Problem statement =>
Below are some records; reproduce every one of them exactly.

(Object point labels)

▽

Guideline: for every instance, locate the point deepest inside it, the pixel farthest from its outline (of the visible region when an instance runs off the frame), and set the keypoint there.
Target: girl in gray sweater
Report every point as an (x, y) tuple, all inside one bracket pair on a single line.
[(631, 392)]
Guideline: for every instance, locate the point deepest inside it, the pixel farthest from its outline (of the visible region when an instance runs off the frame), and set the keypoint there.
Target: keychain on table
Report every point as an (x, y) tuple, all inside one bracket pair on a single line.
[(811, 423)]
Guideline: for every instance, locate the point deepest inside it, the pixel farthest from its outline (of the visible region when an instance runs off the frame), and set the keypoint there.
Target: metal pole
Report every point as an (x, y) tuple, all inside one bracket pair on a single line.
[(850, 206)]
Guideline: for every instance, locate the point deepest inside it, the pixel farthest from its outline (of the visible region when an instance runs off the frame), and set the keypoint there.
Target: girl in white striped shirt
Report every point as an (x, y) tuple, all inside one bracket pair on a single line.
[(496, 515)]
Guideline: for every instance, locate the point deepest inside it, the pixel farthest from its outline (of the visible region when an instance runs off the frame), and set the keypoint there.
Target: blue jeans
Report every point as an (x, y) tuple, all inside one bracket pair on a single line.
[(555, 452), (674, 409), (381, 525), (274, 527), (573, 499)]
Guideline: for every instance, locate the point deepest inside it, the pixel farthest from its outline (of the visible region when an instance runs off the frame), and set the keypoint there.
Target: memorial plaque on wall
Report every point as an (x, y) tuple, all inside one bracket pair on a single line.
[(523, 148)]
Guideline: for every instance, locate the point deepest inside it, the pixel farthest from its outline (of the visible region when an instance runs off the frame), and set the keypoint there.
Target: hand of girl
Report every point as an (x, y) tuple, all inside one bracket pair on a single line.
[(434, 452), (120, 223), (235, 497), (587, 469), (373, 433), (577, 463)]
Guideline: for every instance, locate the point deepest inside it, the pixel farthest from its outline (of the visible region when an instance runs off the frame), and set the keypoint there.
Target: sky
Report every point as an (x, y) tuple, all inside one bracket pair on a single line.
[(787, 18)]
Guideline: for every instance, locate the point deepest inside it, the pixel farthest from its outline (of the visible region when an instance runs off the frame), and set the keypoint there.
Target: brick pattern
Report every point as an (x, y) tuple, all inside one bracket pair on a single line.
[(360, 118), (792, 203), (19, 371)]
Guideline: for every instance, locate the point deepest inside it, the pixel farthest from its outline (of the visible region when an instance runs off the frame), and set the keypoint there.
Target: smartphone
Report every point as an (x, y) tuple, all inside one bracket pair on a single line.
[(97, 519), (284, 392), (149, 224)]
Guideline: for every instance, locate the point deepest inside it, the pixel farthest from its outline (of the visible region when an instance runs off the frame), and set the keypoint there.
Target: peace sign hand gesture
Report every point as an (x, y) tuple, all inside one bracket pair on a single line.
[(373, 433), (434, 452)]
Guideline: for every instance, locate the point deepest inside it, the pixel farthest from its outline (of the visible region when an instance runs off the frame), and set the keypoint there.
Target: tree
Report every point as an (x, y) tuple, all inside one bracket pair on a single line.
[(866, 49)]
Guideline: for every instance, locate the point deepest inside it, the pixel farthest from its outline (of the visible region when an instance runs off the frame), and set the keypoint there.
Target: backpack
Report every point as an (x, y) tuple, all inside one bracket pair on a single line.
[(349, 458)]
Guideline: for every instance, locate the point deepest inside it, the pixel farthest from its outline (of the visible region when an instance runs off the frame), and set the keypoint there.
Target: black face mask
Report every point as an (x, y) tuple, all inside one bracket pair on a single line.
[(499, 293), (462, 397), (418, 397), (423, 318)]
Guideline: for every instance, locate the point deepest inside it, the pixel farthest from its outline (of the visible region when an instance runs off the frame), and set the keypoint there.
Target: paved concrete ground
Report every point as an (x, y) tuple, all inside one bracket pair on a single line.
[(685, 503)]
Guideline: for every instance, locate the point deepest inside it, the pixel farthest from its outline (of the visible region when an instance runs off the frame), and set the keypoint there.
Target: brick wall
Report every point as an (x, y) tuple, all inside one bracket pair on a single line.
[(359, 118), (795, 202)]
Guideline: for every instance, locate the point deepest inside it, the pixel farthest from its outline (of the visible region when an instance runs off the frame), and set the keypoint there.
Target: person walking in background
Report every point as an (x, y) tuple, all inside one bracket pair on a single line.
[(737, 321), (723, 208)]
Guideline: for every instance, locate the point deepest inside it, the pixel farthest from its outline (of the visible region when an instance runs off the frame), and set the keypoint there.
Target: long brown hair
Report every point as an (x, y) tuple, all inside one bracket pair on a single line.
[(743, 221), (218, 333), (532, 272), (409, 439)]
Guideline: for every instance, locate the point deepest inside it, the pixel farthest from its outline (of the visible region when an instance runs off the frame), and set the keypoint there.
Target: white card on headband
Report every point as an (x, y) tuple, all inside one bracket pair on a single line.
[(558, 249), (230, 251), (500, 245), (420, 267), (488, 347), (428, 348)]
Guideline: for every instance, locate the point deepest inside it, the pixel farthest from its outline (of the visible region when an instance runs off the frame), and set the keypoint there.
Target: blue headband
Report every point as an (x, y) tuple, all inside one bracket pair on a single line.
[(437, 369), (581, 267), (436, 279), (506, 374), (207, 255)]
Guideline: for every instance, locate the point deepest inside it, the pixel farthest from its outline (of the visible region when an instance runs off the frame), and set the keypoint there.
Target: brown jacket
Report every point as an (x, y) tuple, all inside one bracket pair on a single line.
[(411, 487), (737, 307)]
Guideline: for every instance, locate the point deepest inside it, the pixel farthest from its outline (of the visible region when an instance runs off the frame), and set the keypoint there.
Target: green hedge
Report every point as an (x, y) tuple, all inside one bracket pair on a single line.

△

Exercise response =>
Guideline: for every instance, locate the point deepest inside it, the pixel farthest from its outline (of the visible region when an instance runs off the frame), and set the keypoint there.
Target: girl in gray sweater
Report every point as an (x, y) tuple, all inside one bracket pair on a single line.
[(631, 392)]
Guideline: for every instance, locate the point deepest inside it, the pixel farthest from its outline (of the visible region when an instance runs off the frame), and set the keypoint there.
Target: keychain on table
Report every point as an (x, y) tuple, all inside one bracket pair on a single line.
[(811, 423)]
Guideline: for every instance, locate the point deepest inside it, the pixel farthest from its outline (of the visible region when an instance runs off the frame), and set the keypoint there.
Target: metal pole
Report every point as an (x, y) tuple, all inside one bracket pair on a single line.
[(850, 206)]
Guideline: for every instance, locate the point deepest inside it, the pixel farthest from its outline (of the visible region when an instance runs off the frame), and set the keypoint there.
Target: girl in white striped shirt
Report every point as an (x, y) tuple, all inside one bracket pair on a single line.
[(496, 515)]
Guideline: for every instance, locate the point deepest inside it, the pixel farthest from its outline (of the visible region when an instance runs off the frame), and set the keypoint there.
Target: blue jeans
Report every point as an (x, y) tuple, all inside one bracket pair on a single line.
[(555, 452), (674, 409), (381, 525), (274, 527), (573, 499)]
Guideline: for every instance, locate the point deepest inside it, the pixel farthest from its outline (of the visible region when an instance runs off the frame), and set the keypoint there.
Target: memorial plaque on wall
Report every point as an (x, y) tuple, all inside one bracket pair on a single line.
[(523, 148)]
Guideline: for every instance, locate the point deepest inside it, the pixel farthest from its outline (of the visible region when an instance runs off the frame), and set the keypoint there.
Target: hand of girl
Report every point as an (x, y) tuple, all inside one bracket pair on a single line.
[(434, 452), (120, 223), (235, 497), (587, 469), (373, 433), (577, 463)]
Guideline: for every instance, locate the point deepest inside it, the pixel farthest from its outline (of the visible region when an instance runs off the frame), and set the keypoint there.
Target: sky
Report every point as an (x, y) tuple, all inside one bracket pair on a single line.
[(787, 18)]
Guideline: for every instance, locate the point deepest inside it, the pixel farthest from its outline (of the visible region when an instance runs off the frame), and set the keypoint there.
Target: brick pattern
Report every point as an (x, y) tuple, all inside one bracket pair on a single line.
[(360, 118), (792, 203), (19, 371)]
Guideline: for every instance, locate the point deepest inside it, the pixel farthest from its outline (of the visible region when an instance runs off the frame), and set the keypoint there.
Target: smartphone
Report every point as an (x, y) tuple, all inside one bracket pair on a single line.
[(97, 519), (284, 392), (149, 224)]
Guideline: for every instance, locate the point deepest inside it, the pixel farthest from its outline (of the visible region when an instance runs off the frame), and set the keypoint there.
Target: peace sign hand gesture
Report every point as an (x, y) tuple, all inside one bracket pair on a single line.
[(373, 433), (434, 452)]
Guideline: for every instance, locate the point deepest inside it, the pixel farthest from its outline (of the visible region when an instance runs off the frame), and set the keypoint there.
Target: tree
Report every point as an (x, y) tuple, all inside one bracket pair on a single line.
[(866, 49)]
Guideline: for every instance, locate the point deepest inside it, the pixel farthest from its outline (of the visible region when an instance runs off the frame), and set the keypoint there.
Target: backpack
Report every point as an (x, y) tuple, all inside one bracket pair on a single line.
[(349, 458)]
Guideline: for every instance, locate the point deepest inside it, the pixel farthest from its outline (of the visible region when an instance runs off the frame), and set the keypoint there.
Target: black face mask
Report every point as an (x, y) tuple, all inside one bracket pair on a single line.
[(499, 293), (462, 397), (418, 397), (423, 318)]
Guideline: for every instance, locate the point deepest inside it, the pixel farthest from its outline (of the visible region when an instance runs off the frame), and set the keypoint there.
Target: paved concrete ground
Report every point as an (x, y) tuple, all inside one bracket pair on a single line.
[(685, 503)]
Guideline: for every instance, locate the point deepest inside it, the pixel farthest from its outline (of the visible region when an instance runs off the frame), and set the keypoint there.
Target: brick wall
Report every point as an (x, y) tuple, all inside one bracket pair on a single line.
[(359, 118), (795, 202)]
Guideline: for every instance, locate the point deepest inside it, the pixel farthest from its outline (of the visible region when an instance runs off the frame), and set the keypoint there.
Target: person walking in background
Report every point as an (x, y) tuple, all inside one bracket pair on a single line.
[(737, 321), (723, 208)]
Guideline: for every instance, locate the point deepest inside it, the pixel farthest from its outline (of the visible region when an instance runs off the frame), and set the keypoint there.
Target: long brown hair
Report every point as an (x, y) tuple, all inside one bracket pair on a single line.
[(743, 221), (218, 333), (532, 272), (409, 439)]
Guideline: for every instance, locate the point deepest inside it, the pixel farthest from its outline (of the visible region when an instance runs off the frame), and set the keypoint there.
Target: white card on headband
Report every point as an (x, y) tuple, all inside one bracket pair on a single line.
[(558, 249), (230, 251), (500, 245), (420, 267), (488, 347), (428, 348)]
Guideline: for every instance, locate the point deepest inside it, the pixel farthest from its outline (of the visible region when an instance runs off the frame), and set the keypoint there.
Target: blue headband
Report every point as an (x, y) tuple, all inside one bracket pair on a single line.
[(437, 369), (581, 267), (436, 279), (506, 374), (207, 255)]
Guideline: for every instance, locate the point deepest inside it, the pixel farthest from its outline (of the visible region when an instance runs off the frame), and set the keypoint there.
Target: brown jacket
Report every point as an (x, y) tuple, all inside one bracket pair on a single line.
[(411, 487), (737, 307)]
Guideline: for every instance, locate the point deepest inside it, the pixel farthest from its outline (of the visible region when an instance runs off the frame), and set the keypoint there.
Target: green hedge
Report every point as an (x, y) tuple, all inside one bracket pair on a single line.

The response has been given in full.